**PASSAGE SHOWN**:
<<<<

# Clustered Distributed Data Storage Repairing Multiple Failures

**Authors:** Shiqiu Liu, Fangwei Ye, Qihui Wu

PMC · DOI: 10.3390/e27030313 · Entropy · 2025-03-17

## TL;DR

This paper studies how to efficiently repair multiple node failures in clustered storage systems by leveraging cheaper intra-cluster communication.

## Contribution

The paper derives a storage-repair bandwidth trade-off and provides explicit code constructions for clustered DSSs.

## Key findings

- Failed nodes can repair more efficiently by downloading data from the same cluster.
- Collaboration among failed nodes in the same cluster reduces repair bandwidth.
- Explicit codes achieve the minimum storage and minimum bandwidth repair points.

>>>>

**RECORD LIST**:

<<<<

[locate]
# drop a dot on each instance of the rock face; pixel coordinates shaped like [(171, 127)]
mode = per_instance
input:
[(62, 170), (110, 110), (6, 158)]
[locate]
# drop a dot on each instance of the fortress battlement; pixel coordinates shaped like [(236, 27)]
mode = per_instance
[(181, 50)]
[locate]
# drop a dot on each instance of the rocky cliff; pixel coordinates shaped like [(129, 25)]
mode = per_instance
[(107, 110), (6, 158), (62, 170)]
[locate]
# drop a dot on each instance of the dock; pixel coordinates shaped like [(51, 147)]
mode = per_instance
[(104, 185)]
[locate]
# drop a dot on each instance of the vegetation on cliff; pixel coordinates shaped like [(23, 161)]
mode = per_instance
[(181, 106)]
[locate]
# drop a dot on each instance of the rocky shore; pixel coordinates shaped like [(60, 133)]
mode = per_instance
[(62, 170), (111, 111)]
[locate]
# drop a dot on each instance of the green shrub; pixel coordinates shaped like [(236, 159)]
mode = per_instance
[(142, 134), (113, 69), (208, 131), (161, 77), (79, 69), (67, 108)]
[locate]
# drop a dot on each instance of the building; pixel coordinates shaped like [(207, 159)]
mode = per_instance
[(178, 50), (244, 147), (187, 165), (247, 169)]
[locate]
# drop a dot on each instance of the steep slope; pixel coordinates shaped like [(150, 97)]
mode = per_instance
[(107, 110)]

>>>>

**WHAT YOU SHOULD DO**:
Decide whether each statement below agrees with the summary of clustered storage repair. Answer yes or no for each, and quote the words from the summary that settle it.
1. The paper offers explicit code constructions for clustered storage systems.
2. Failed nodes in the same cluster need less repair bandwidth when each works alone.
3. Communication within a cluster is described as the more expensive kind.

**SOLVED EXERCISE**:
1. Yes: "provides explicit code constructions for clustered DSSs"
2. No: "Collaboration among failed nodes in the same cluster reduces repair bandwidth"
3. No: "leveraging cheaper intra-cluster communication"